[START OF Supplied records]

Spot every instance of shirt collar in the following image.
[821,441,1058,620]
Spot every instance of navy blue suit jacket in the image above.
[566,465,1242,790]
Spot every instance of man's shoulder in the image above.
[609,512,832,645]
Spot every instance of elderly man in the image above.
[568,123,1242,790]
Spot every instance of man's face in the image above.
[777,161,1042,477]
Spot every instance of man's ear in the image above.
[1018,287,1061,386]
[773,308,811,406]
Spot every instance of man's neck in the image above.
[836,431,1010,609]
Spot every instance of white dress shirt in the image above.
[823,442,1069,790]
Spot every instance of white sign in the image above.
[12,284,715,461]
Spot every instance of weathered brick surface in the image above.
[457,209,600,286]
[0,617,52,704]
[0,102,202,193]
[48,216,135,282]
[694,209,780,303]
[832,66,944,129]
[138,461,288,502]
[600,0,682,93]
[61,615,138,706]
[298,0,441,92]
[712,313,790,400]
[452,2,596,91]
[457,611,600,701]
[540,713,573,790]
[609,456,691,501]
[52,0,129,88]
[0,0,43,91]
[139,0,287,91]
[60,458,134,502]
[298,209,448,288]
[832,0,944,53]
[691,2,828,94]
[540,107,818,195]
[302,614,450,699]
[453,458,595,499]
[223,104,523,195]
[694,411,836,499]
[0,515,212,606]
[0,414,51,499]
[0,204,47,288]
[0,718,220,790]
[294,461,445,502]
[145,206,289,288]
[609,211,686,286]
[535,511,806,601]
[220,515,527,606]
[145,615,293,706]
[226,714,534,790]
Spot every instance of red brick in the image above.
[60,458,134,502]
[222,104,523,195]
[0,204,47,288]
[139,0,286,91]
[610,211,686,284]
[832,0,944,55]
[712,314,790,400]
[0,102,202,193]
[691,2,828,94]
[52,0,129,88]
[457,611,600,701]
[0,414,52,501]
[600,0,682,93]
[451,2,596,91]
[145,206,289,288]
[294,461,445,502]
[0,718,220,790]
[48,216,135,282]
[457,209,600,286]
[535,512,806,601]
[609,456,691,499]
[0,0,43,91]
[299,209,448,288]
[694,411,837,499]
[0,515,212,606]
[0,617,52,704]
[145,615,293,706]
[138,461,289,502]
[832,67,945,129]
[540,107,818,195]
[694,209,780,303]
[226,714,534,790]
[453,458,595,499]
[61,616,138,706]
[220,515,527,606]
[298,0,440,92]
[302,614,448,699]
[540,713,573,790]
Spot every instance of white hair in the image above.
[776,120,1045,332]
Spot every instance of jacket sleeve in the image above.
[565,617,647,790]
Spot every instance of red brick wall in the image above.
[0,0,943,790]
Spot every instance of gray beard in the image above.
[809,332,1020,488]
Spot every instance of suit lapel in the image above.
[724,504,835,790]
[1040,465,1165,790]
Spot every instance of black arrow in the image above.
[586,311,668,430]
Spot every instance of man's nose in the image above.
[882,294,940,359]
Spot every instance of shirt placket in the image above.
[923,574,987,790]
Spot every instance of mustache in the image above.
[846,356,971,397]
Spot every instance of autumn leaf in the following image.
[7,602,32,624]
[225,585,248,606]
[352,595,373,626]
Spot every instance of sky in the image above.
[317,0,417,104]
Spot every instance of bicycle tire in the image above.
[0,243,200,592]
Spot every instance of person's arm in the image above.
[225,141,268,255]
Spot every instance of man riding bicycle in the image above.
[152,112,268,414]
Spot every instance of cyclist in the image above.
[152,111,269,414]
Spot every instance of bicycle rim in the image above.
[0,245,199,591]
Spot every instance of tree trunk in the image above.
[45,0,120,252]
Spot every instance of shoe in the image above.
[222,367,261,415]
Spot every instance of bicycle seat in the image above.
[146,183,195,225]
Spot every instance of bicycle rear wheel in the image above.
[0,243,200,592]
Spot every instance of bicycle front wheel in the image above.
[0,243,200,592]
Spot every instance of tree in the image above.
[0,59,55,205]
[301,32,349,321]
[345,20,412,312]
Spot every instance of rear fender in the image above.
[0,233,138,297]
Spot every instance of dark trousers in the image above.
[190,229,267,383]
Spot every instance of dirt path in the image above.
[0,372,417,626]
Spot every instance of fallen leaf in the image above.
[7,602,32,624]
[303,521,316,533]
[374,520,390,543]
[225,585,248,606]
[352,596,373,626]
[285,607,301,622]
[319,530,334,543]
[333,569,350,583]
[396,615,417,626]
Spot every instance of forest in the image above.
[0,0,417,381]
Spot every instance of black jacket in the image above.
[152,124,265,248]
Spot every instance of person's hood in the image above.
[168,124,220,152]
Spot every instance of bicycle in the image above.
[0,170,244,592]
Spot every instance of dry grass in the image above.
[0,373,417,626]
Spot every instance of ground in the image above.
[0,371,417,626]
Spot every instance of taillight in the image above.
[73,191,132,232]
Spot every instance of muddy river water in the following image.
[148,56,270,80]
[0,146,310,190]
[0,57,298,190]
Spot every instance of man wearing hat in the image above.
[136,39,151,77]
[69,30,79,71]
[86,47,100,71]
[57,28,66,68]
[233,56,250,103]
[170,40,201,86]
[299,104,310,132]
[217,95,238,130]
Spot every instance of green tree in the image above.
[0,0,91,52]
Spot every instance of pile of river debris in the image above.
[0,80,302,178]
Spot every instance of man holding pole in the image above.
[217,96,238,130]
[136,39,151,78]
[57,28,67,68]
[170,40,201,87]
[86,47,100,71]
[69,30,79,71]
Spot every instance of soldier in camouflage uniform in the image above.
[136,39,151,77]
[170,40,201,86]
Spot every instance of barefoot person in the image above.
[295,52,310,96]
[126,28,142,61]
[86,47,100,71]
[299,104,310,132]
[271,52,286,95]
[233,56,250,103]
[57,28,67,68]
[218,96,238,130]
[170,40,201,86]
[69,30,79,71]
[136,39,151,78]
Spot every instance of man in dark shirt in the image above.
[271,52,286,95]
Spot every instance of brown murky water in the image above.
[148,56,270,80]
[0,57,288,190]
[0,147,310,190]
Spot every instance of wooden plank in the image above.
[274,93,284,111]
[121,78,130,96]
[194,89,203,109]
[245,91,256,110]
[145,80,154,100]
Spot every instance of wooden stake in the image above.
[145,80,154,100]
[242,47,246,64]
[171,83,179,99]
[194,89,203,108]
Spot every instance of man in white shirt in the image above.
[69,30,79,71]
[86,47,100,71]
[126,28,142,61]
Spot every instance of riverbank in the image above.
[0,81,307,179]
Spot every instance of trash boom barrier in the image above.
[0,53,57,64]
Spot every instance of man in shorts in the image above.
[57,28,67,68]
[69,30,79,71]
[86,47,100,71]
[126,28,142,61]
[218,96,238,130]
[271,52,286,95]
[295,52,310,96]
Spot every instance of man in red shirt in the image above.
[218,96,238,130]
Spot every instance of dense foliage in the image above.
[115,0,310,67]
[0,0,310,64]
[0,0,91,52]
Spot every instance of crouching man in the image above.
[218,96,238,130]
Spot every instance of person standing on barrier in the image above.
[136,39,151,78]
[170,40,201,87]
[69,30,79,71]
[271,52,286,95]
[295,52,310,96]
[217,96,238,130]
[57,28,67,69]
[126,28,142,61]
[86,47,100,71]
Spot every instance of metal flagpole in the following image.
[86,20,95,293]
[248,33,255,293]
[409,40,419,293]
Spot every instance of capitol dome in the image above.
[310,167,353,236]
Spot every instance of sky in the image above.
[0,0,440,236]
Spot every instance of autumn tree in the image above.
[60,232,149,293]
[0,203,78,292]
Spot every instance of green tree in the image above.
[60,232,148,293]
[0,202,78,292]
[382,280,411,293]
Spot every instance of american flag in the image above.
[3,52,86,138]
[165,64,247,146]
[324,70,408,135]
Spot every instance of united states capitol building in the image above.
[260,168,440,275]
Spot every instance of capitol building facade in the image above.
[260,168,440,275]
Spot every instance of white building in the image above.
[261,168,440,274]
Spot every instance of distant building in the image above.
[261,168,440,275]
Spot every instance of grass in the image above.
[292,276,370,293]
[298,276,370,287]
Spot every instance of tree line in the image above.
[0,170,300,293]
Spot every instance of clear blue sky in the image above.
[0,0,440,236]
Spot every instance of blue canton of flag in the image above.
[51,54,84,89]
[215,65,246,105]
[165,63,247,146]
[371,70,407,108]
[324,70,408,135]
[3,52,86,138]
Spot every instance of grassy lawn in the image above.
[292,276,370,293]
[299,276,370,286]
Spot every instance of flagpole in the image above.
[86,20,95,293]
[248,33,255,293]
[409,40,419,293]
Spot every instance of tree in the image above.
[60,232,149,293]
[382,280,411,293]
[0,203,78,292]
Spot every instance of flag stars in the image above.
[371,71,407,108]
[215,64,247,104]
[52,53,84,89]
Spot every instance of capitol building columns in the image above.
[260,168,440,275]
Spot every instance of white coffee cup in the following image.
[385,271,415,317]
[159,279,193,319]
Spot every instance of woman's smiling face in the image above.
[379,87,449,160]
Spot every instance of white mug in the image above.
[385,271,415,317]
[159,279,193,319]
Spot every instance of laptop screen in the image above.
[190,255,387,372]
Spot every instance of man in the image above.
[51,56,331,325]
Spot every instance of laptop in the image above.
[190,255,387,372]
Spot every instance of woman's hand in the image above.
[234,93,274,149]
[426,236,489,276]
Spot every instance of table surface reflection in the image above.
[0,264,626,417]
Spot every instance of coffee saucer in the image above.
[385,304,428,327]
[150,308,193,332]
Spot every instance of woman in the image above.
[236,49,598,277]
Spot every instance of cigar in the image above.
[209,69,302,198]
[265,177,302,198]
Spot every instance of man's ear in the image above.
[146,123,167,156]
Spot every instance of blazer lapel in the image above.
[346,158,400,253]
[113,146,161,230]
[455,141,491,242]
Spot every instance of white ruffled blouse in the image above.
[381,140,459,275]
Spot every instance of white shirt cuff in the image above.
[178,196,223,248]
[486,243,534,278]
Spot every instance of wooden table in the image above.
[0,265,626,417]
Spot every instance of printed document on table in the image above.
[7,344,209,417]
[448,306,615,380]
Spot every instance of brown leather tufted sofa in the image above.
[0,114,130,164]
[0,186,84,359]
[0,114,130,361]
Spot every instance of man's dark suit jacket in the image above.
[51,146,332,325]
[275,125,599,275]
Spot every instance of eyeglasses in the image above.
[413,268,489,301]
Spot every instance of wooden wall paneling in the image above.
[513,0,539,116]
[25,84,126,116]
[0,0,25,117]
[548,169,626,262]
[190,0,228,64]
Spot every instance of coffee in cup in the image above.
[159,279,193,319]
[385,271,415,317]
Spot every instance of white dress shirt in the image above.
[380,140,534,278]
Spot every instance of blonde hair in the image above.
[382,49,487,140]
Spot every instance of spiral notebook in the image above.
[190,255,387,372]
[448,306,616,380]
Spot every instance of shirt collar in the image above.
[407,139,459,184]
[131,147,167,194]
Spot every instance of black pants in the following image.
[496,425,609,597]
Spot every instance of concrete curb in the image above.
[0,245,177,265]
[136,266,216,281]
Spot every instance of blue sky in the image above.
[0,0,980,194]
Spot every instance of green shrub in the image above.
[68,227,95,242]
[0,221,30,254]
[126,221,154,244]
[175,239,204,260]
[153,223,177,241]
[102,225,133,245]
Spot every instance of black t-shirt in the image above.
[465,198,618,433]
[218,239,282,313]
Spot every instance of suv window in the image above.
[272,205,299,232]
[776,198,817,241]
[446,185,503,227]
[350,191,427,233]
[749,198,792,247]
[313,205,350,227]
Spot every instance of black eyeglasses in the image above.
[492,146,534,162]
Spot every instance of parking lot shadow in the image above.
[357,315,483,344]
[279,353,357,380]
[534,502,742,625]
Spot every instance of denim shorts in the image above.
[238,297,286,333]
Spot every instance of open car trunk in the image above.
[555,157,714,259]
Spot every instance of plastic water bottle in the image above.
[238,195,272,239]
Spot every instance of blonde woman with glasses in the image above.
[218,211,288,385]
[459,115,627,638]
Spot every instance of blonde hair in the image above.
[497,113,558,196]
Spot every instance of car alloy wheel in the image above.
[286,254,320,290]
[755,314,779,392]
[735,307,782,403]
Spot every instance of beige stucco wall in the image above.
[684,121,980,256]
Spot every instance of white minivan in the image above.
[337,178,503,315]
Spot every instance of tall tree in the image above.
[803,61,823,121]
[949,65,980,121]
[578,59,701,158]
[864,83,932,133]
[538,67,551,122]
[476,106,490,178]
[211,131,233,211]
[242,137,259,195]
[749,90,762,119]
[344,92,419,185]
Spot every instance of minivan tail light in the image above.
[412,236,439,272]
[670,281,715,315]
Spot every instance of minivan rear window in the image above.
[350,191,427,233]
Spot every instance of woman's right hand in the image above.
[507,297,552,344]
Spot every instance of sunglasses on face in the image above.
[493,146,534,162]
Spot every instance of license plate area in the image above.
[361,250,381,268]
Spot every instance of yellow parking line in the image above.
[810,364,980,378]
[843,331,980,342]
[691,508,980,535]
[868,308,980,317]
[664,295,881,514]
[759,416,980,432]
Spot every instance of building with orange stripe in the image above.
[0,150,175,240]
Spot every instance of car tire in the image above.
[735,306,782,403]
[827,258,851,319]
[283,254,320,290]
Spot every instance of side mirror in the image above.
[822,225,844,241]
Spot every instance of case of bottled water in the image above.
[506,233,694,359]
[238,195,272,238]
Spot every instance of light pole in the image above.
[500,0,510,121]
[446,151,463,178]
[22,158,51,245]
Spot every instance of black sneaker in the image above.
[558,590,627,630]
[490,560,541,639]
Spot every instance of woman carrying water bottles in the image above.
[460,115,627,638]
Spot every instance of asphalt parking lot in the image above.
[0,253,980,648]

[END OF Supplied records]

- **To be done**
Rewrite the listing from the line containing "Spot every instance of muddy" through the line containing "[0,80,302,178]", swapping "man wearing hat" for "man with a hat" and leaving everything else as it is.

- **Task output**
Spot every instance of muddy river water in the following image.
[148,56,270,80]
[0,146,310,190]
[0,57,298,190]
Spot every instance of man with a hat in the image above.
[136,39,151,77]
[69,30,79,71]
[86,47,100,71]
[57,28,66,68]
[233,56,250,103]
[170,40,201,86]
[299,104,310,132]
[217,95,238,130]
Spot every instance of green tree in the image above.
[0,0,91,52]
Spot every instance of pile of river debris in the image above.
[0,80,302,178]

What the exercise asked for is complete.